### Information

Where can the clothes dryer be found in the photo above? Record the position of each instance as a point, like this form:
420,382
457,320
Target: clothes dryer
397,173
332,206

######

→ Task details: Repeat the records verbatim, every one of them.

→ Output of the task:
Where can the clothes dryer be found in the photo above? Record the position of each instance as a point, like this form:
420,382
457,320
Target: clothes dryer
397,173
332,206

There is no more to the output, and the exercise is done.